==== EXTRACT PROVIDED
USEC supplies low enriched uranium for nuclear power plants. USEC has lived off a twenty-year advantageous Russian contract for uranium. As a producer of enriched uranium, USEC is inefficient and needs to raise large amounts of capital (almost 1.5 to 2x its market capitalization). Further competition will beset USEC given the July 5, 2006 announcement that Urenco will build a plant in New Mexico scheduled to start producing in 2008.
Here's my short thesis for USU:
a. Improved recent cashflow improvements are not sustainable and have not come from the core operations of the company but rather from sales of stockpiles of uranium. This source of earnings will dry up in late 2006 and beyond. (See John Dizards column in Financial Times Tuesday June 13 2006).
b. USEC needs to do an equity deal in the next few months to start to fund its new American Centrifuge plant. Total cost expected to be $1.7bn and first raising greater than $500M.
c. Technology risk on the new plant. While management proclaims that the American Centrifuge plant will be much more efficient than their competitors, this is a huge centrifuge which is hard to build and is not designed on a scale that has been proven.
d. New electricity contracts guarantees that 2H 2006 and 2007 earnings will remain depressed as dramatically increased rates (upto 70% with guaranteed buy provisions) flow through the income statement.
e. Tough new competitor called Urenco enters into the US market in 2008. USEC has about 50% market share in the US currently. Urenco is a company with deep pockets and proven operating record in Europe.
f. Valuation not attractive – cashflow has peaked in the first half of 2006 and drops dramatically into 2007.
g. Current sunset review of the Russian Suspension agreement which may impact USEC dramatically.
========
==== INFORMATION SHOWN
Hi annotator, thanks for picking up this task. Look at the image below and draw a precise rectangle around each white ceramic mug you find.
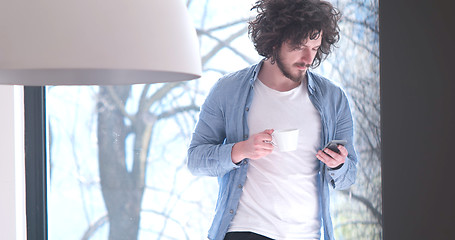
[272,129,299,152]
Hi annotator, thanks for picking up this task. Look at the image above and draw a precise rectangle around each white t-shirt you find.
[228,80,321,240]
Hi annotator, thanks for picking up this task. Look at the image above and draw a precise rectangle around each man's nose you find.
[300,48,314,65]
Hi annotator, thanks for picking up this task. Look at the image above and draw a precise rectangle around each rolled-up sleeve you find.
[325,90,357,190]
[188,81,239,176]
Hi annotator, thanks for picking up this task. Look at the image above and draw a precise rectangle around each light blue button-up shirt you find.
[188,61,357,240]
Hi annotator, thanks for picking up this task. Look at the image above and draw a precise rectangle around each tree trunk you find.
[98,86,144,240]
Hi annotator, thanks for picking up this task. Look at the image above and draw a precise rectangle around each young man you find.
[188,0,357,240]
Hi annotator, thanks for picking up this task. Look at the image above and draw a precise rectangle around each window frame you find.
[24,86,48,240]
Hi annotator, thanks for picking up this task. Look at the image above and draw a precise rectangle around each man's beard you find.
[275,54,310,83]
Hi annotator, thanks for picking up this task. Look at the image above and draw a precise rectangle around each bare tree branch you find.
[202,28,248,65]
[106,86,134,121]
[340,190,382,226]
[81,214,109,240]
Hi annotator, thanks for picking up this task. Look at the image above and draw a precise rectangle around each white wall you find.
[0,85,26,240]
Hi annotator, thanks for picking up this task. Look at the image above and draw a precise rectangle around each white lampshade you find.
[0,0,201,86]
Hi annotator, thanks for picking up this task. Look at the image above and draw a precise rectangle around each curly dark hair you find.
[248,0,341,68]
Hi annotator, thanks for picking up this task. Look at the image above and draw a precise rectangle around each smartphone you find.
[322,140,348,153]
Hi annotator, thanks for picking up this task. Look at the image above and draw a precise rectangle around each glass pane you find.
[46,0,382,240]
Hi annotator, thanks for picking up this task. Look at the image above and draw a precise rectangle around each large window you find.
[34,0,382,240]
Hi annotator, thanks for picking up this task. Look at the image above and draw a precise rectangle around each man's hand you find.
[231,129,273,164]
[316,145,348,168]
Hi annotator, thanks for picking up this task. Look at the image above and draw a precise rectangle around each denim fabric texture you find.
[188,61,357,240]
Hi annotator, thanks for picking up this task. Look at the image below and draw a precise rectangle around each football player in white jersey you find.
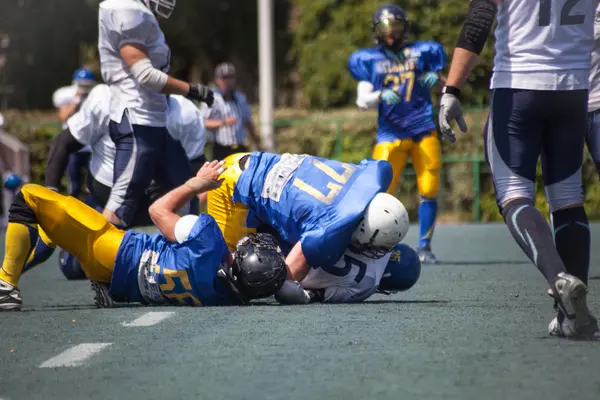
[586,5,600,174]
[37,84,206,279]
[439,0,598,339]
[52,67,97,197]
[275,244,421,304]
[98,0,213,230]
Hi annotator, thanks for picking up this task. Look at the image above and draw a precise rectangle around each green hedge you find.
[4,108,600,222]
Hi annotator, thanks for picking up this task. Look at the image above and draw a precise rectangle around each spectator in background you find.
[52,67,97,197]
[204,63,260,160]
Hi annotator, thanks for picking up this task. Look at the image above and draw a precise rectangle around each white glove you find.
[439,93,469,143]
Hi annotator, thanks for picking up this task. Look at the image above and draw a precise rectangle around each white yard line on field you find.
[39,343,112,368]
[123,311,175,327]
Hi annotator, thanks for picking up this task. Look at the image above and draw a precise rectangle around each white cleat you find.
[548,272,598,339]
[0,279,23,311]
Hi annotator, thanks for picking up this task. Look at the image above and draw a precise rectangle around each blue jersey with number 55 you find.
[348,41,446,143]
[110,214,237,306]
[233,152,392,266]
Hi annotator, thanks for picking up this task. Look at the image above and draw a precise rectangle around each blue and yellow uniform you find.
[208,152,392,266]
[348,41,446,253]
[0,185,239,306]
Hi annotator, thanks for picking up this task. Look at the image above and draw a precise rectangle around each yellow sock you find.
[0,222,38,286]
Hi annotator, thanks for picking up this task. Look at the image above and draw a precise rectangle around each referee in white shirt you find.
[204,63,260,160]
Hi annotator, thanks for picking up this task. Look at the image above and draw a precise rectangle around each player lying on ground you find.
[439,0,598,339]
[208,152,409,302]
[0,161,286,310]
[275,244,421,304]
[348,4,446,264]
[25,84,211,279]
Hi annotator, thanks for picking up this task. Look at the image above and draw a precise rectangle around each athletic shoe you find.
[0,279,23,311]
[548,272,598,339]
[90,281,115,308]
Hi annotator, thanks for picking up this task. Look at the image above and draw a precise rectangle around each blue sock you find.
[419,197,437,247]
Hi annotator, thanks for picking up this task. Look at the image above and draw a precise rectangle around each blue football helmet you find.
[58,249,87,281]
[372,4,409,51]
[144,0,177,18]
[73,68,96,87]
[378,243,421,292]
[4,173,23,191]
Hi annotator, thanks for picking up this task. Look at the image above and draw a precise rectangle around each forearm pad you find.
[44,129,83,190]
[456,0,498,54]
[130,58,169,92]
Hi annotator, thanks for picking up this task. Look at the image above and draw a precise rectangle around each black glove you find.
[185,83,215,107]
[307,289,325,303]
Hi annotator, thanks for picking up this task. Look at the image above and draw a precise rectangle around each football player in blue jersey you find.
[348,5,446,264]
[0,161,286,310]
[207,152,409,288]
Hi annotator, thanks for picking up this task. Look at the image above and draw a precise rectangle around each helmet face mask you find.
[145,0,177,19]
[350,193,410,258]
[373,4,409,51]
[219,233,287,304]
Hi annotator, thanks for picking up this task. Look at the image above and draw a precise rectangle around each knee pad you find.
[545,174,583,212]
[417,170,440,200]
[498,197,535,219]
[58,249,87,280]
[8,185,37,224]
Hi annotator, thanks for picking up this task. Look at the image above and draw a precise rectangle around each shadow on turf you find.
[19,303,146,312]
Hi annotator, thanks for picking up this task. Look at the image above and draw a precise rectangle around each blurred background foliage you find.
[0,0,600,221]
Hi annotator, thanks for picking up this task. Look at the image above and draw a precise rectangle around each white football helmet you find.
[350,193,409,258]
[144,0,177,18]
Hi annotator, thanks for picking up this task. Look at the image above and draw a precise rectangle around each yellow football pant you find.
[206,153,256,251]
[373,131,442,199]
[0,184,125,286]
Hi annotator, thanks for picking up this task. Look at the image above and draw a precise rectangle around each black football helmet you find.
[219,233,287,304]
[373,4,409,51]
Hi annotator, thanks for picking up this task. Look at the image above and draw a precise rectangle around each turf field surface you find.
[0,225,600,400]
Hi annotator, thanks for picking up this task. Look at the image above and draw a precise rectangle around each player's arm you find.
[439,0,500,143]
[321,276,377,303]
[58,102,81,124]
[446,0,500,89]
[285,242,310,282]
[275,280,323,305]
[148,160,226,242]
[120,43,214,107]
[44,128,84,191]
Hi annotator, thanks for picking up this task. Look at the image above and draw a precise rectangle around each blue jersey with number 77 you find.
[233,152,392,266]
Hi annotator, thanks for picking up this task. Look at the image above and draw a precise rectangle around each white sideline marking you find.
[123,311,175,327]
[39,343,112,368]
========
==== INFORMATION SHOWN
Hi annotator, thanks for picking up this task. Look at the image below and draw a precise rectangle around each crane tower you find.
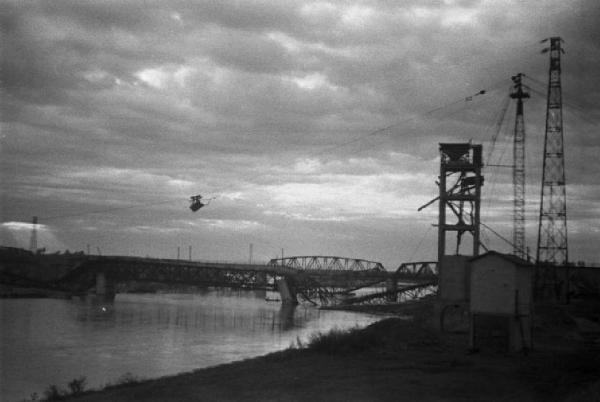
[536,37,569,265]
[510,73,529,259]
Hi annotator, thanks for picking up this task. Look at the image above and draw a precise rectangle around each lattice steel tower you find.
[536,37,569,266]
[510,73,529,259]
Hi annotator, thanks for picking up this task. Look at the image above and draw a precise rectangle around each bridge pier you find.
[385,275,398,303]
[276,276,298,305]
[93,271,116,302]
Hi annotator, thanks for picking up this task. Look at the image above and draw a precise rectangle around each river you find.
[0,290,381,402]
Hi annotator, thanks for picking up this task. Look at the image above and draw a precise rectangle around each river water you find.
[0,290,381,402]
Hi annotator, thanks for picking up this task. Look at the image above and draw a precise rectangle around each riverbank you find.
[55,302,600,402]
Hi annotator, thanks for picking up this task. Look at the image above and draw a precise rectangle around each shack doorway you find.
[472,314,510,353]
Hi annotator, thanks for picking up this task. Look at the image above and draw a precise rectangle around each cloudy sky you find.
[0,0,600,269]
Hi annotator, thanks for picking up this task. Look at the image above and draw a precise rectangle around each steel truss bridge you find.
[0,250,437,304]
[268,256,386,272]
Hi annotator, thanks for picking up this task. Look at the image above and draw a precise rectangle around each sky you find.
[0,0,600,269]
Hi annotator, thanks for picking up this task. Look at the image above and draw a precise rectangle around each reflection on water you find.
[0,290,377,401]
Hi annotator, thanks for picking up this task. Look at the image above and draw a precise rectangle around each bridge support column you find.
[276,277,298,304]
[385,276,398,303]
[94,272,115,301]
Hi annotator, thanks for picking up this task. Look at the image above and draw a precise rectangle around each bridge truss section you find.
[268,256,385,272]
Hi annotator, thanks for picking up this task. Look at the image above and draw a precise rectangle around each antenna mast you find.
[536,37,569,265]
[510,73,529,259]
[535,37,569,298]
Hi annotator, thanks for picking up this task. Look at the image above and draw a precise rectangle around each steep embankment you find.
========
==== INFORMATION SHOWN
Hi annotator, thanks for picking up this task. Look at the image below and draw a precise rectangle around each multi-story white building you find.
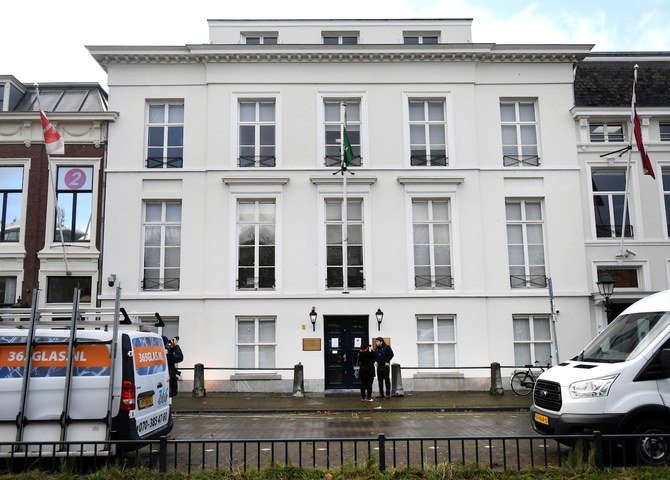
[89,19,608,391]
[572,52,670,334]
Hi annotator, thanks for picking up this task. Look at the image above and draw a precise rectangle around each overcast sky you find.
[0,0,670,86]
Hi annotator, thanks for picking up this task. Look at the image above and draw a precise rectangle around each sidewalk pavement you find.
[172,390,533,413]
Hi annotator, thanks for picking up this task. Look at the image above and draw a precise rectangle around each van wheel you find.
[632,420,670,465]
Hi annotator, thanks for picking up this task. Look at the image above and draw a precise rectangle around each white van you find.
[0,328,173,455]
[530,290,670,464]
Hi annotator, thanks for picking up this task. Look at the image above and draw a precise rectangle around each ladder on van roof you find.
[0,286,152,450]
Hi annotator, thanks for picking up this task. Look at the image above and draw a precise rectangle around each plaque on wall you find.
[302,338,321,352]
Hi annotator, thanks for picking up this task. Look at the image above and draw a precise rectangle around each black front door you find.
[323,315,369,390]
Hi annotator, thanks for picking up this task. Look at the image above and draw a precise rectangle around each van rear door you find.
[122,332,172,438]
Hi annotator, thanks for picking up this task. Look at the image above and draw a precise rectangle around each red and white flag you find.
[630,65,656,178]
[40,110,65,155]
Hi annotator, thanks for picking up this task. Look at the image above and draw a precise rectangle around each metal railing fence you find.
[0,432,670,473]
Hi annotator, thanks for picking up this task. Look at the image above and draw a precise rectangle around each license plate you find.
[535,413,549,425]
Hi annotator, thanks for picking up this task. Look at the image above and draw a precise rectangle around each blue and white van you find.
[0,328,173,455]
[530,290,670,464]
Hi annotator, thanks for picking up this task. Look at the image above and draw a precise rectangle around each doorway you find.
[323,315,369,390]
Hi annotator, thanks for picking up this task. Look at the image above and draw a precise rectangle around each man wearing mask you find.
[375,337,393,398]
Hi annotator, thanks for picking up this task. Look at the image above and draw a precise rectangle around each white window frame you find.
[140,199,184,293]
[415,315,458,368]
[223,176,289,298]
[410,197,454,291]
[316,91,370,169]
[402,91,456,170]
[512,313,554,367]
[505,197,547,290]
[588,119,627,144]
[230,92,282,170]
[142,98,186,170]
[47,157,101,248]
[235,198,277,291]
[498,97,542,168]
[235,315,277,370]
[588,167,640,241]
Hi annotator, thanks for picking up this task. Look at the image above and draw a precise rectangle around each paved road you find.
========
DIRECTIONS:
According to the short thesis on USEC, what share of the US market does USEC currently hold?

EXPECTED OUTPUT:
About 50%.